**Assignment:**
Check every line below for the word "napkin" and copy each one that has it.

⁂

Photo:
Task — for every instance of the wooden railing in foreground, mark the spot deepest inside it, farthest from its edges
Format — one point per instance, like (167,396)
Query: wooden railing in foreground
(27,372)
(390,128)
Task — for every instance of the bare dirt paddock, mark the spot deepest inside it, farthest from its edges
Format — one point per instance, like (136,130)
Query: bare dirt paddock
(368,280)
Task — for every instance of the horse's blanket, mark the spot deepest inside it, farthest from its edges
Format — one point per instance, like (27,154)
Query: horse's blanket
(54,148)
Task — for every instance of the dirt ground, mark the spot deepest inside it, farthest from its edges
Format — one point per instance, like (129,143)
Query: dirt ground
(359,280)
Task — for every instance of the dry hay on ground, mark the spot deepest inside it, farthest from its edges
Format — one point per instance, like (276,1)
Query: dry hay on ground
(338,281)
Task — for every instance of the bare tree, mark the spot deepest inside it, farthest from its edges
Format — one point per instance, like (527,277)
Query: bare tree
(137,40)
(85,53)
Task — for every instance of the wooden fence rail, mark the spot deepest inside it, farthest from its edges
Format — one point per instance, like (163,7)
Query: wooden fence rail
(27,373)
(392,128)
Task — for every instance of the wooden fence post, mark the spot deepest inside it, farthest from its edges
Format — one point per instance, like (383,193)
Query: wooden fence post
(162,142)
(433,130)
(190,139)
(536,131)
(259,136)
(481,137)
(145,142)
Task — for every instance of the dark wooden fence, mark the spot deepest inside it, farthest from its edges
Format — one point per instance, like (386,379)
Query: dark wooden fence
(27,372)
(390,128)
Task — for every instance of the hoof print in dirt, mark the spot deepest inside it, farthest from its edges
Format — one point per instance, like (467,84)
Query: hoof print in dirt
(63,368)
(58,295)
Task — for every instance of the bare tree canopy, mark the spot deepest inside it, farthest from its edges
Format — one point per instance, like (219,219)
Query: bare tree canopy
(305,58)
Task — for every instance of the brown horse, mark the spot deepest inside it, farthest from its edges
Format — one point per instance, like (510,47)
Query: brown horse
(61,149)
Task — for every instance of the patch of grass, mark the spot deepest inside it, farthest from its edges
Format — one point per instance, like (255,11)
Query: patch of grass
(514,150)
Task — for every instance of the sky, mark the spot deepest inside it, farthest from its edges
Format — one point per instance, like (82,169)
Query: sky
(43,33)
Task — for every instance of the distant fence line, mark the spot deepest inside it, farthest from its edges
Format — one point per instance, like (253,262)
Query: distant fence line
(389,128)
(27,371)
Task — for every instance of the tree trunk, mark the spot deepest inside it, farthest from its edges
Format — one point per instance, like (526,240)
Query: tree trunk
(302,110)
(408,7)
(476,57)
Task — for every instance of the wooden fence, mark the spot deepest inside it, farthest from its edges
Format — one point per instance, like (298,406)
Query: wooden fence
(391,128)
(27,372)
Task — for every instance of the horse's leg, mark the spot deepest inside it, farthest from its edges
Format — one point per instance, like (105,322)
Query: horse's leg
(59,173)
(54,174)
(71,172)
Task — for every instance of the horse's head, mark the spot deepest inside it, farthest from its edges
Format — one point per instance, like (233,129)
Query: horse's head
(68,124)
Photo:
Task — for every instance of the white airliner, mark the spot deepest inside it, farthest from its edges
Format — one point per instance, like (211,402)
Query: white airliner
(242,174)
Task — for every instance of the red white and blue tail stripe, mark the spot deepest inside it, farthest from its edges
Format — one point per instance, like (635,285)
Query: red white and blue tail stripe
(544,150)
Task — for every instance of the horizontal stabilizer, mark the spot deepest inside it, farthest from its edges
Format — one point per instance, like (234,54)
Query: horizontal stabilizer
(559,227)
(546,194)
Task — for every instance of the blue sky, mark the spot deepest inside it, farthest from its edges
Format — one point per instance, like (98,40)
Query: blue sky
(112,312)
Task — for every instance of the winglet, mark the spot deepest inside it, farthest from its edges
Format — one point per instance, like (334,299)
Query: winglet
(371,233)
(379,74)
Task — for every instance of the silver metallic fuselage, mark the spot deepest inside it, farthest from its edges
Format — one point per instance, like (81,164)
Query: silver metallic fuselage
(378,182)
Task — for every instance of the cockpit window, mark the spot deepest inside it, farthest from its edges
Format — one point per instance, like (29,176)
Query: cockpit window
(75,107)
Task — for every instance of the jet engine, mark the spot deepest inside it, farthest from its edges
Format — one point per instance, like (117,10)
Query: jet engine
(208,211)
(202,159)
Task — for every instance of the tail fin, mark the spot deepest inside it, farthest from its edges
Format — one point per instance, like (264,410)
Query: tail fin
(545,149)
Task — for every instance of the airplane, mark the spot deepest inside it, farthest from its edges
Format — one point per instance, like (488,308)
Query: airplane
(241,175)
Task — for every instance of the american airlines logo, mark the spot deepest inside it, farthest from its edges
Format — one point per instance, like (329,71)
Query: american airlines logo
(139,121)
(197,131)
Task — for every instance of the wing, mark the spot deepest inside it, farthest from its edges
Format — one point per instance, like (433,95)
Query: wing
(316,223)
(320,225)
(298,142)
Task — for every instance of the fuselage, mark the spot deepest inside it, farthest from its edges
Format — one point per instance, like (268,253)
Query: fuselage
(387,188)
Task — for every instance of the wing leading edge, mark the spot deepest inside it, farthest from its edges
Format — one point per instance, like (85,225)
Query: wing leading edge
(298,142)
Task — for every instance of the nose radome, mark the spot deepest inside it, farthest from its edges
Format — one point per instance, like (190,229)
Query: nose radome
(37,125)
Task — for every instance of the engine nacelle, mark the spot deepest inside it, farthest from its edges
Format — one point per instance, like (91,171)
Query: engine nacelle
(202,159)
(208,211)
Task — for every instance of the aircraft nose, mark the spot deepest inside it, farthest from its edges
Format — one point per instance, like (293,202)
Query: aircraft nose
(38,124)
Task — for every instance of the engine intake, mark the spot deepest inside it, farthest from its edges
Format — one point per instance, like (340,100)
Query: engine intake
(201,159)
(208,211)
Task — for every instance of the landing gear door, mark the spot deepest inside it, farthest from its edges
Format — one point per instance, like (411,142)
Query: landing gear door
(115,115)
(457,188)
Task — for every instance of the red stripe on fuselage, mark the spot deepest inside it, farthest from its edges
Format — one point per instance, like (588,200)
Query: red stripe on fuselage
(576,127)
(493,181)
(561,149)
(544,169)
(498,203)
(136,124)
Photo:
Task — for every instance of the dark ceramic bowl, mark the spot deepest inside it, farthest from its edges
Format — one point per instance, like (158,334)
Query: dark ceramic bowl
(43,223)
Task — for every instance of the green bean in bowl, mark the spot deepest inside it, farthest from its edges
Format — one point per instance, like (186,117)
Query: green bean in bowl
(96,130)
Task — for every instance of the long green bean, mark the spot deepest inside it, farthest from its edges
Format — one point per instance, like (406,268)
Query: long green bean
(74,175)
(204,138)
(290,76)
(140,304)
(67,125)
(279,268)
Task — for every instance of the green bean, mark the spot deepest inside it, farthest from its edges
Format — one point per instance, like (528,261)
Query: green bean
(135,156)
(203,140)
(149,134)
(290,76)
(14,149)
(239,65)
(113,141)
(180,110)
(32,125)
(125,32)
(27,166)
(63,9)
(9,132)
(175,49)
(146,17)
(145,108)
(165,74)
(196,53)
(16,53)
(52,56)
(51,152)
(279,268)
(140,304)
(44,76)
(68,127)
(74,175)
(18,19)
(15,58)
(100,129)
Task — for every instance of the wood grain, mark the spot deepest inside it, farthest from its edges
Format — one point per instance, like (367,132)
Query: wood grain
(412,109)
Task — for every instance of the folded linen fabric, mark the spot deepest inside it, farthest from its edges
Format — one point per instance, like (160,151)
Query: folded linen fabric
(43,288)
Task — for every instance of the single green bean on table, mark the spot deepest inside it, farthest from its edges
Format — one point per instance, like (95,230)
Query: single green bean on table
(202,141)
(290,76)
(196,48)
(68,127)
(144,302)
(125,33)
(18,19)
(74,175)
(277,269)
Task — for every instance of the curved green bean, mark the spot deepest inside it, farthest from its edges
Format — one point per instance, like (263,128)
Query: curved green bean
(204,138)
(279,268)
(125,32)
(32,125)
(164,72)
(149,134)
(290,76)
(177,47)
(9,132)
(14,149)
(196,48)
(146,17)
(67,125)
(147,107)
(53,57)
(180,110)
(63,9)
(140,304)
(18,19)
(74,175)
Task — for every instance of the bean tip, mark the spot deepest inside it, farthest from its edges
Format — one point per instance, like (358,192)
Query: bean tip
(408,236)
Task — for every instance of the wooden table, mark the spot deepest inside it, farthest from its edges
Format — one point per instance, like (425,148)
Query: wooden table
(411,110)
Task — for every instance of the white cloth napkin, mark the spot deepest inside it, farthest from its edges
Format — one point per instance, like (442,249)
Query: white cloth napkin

⁂

**Expected output:**
Task — for every instance of the white cloth napkin, mark the spot deepest inside it, farthest from its edges
Query: white cloth napkin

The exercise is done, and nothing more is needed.